- SET EXERCISE -
Gather each line below that contains the word "striped".

- INPUT FOR THIS TASK -
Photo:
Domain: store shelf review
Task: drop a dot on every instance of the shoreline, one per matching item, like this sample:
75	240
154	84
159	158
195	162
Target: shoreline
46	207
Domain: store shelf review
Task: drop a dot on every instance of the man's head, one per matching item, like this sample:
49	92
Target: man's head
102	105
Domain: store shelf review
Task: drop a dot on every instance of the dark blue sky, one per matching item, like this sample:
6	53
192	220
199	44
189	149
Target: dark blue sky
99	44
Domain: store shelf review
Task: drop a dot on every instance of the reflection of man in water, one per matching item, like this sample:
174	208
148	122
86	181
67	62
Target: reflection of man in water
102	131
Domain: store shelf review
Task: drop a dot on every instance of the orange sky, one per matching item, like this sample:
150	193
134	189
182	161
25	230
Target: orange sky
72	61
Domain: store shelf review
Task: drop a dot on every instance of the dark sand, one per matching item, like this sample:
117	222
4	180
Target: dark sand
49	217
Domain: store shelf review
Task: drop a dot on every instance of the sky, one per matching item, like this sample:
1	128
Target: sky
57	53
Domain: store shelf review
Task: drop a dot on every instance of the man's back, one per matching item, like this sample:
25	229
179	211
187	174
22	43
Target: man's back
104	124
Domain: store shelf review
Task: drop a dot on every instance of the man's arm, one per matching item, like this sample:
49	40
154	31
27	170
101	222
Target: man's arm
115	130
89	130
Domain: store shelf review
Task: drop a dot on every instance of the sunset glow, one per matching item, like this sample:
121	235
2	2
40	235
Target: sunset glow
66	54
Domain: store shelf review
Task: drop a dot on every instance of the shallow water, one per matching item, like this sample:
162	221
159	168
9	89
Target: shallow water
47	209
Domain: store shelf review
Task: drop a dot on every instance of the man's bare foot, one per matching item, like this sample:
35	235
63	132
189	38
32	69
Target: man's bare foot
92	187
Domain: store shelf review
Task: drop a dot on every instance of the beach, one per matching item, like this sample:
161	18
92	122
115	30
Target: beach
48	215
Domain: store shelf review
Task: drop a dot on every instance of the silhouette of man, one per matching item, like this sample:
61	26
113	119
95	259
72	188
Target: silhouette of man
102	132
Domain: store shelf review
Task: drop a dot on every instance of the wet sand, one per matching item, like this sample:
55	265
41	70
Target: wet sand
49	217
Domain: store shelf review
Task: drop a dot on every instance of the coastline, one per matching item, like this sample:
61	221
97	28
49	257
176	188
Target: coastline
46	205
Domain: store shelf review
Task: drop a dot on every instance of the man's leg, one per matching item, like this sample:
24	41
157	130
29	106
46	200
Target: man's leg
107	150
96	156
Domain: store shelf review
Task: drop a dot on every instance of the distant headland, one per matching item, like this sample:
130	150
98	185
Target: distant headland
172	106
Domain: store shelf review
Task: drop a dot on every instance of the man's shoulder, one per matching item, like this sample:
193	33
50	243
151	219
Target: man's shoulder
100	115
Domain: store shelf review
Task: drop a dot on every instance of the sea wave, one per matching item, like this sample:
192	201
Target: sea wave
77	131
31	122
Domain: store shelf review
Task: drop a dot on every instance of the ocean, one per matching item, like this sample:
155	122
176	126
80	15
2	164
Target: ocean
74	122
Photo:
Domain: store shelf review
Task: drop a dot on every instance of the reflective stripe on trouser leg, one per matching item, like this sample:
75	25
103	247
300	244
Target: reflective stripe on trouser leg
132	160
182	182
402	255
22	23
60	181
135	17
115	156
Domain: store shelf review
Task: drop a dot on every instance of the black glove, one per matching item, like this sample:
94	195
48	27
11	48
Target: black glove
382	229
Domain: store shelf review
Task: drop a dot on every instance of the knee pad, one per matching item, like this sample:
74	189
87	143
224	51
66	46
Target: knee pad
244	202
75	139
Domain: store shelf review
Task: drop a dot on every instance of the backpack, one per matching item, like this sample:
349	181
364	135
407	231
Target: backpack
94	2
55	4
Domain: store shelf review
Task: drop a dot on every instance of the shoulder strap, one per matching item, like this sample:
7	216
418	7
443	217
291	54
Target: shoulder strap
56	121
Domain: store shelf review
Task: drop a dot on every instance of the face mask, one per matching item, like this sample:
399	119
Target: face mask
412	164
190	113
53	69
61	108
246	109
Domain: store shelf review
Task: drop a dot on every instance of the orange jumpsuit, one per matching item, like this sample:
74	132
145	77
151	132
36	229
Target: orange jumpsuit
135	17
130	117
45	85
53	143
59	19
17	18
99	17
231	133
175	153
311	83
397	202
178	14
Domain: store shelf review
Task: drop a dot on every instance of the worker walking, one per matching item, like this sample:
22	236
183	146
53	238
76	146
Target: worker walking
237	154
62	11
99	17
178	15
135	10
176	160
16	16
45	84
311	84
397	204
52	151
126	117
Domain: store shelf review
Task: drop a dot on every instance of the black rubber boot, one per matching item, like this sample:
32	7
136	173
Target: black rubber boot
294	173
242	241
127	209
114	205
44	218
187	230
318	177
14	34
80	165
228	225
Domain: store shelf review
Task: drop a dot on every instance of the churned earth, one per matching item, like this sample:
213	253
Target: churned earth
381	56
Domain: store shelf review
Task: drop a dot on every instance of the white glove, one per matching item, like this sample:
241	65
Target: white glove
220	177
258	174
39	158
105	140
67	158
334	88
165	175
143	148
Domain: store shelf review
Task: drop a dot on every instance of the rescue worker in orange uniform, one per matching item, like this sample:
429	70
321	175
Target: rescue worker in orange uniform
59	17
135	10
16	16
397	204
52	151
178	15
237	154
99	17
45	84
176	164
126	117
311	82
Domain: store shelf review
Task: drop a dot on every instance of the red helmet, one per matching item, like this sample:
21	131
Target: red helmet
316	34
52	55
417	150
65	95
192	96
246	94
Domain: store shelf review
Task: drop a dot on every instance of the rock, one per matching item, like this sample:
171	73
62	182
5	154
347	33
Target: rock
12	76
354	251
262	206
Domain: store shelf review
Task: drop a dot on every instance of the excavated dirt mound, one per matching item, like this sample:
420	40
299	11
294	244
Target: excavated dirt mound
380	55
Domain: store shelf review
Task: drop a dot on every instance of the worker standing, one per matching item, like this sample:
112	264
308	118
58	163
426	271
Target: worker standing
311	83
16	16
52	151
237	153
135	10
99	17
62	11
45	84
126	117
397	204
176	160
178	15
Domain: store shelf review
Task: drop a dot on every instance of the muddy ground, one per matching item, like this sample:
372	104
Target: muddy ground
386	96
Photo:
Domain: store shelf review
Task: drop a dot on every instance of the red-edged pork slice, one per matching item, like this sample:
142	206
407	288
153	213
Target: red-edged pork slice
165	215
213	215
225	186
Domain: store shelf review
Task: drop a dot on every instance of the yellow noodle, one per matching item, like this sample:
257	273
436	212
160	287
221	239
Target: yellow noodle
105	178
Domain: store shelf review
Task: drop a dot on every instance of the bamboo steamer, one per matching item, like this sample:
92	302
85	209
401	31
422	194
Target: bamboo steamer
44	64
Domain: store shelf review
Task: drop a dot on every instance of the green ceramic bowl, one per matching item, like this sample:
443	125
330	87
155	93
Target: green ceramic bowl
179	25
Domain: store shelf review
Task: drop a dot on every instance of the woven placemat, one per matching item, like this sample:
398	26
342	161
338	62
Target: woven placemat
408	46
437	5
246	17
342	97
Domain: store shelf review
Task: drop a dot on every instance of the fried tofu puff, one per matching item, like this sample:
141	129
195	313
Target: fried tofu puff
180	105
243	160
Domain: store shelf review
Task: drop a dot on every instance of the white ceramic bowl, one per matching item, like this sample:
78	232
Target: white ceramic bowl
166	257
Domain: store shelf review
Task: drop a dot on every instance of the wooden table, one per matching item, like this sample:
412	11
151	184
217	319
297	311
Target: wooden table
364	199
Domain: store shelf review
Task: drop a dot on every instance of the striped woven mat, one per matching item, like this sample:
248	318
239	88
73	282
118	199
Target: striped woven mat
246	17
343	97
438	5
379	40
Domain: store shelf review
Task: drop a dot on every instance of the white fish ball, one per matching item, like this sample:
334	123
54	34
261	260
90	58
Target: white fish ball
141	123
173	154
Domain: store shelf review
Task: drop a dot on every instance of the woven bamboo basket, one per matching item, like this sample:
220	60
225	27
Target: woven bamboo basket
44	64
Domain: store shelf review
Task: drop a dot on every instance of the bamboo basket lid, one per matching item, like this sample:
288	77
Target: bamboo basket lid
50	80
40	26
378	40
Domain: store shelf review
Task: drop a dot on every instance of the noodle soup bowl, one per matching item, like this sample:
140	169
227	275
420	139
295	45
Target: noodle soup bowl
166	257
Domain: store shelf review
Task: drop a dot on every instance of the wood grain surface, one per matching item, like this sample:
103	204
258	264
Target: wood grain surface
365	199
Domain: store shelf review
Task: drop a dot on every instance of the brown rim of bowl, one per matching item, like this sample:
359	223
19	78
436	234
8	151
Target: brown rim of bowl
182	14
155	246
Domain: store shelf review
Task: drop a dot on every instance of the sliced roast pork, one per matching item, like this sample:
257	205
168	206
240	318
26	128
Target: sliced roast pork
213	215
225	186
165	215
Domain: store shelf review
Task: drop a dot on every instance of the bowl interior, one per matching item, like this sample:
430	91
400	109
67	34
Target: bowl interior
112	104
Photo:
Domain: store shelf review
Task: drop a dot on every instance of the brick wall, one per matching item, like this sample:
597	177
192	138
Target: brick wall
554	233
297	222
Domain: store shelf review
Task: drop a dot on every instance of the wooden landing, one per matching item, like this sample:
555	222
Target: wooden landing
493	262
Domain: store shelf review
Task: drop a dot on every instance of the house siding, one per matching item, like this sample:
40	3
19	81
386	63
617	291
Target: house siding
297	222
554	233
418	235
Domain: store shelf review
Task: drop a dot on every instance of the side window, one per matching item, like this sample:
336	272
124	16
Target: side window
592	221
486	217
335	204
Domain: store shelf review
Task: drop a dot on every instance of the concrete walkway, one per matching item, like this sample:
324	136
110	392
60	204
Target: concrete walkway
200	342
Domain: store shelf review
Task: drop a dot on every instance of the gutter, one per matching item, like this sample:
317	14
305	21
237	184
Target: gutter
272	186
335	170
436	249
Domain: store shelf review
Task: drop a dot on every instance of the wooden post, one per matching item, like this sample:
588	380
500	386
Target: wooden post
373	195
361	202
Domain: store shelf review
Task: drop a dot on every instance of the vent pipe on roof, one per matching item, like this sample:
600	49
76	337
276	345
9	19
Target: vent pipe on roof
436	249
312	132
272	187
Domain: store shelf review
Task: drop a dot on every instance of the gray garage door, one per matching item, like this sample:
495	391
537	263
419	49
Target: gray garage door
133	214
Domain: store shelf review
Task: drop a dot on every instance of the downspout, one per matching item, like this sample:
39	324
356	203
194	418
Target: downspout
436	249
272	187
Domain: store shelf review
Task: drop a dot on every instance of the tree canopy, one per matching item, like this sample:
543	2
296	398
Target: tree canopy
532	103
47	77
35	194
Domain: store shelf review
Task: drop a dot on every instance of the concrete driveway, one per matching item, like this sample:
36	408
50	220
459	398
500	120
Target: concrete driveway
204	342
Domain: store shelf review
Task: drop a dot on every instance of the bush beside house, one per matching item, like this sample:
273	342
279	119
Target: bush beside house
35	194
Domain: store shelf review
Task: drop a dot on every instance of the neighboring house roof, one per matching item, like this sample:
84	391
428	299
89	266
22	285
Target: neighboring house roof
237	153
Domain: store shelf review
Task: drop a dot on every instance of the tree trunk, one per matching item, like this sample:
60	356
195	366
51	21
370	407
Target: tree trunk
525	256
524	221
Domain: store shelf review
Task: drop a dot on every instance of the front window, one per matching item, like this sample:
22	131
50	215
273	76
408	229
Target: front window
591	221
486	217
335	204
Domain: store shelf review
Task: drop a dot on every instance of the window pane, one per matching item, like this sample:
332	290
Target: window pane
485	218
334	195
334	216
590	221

- SOLUTION -
Task: drop a dot on every instance of the striped woven mat, one per matching item, like this sample:
Target: striped woven mat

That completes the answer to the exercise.